抜粋:
((
左上の写真は村上春樹の[風の歌を聴け」講談社版です。表紙に「HAPPY BIRTHDAY AND WHITE CHRISTMAS」、と書かれていますが、なんでしょうね…‥??

序にもう一つ、デレク・ハートフィールドの本、読んだことあります?…英語版も‥??
デレク・ハートフィールドについて特集しました(2006/05/28)。

小説としては、最高ですね、いまでもこの本はどのように読んだらいいのか、分かりません。

<DVD>
 今回は1981年に大森一樹監督で映画化された「風の歌を聴け」が9月にDVD化されるのを記念して、映画のロケ地を歩いてみました。原作とは少し違いますが、8月の神戸を思い切り歩きました。暑かった!!

右の写真は2005年9月に発売された[風の歌を聴け」のDVDです。
))
データ:
((
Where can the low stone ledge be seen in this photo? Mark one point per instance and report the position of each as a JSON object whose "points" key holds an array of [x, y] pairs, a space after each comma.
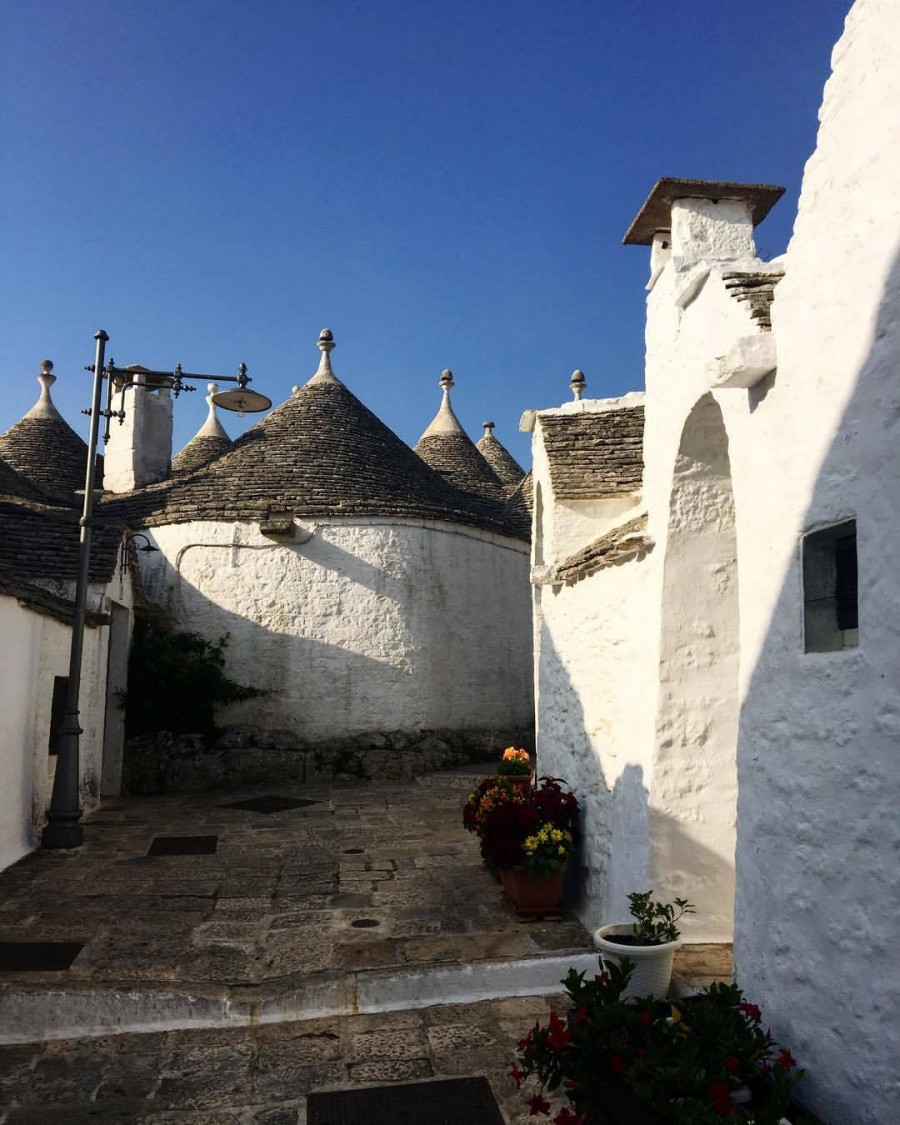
{"points": [[164, 763]]}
))
出題内容: 「風の歌を聴け」とそのロケ地巡りについての文章を、最後の文の後から引き継いで書き進めてください。

記述解答:
「風の歌を聴け」の神戸地図


【第一話】
初版2005年8月8日 三版2006年6月7日 <V01L01> 「ハイウェイバス」について修正

<ハイウェイバスについて> 2006年6月7日 「ハイウェイバス」について修正
 この物語は1970年8月8日に始まり26日に終わります。主人公の僕はハイウェイバスに乗って東京と神戸を往復するわけです。しかし、本の最後に夜行バスのキップを買ったとしか書かれていません。何処から帰ってきて何処に戻るとも書かれていません。!「…僕は夜行バスの切符を買い、待合所のベンチに座ってずっと街の灯を眺めていた。…」。でも、僕がいる所が神戸であることは読者の皆さんが知っていることです。では1970年8月のハイウェイバス時刻表(時刻表の右端は名古屋行です)を見ることにします。残念ながら1970年には東京から神戸までのハイウエイバスはありませんでした。当初は東京から名古屋、京都、大阪便しかなかったのです。東京から神戸までのドリーム号が新設されたのは翌年の昭和46年4月でした(大阪までハイウェイバスで来て三ノ宮まで国電なら可能ですが!!)。

左の写真が1970年8月の国鉄監修「交通公社の時刻表」です。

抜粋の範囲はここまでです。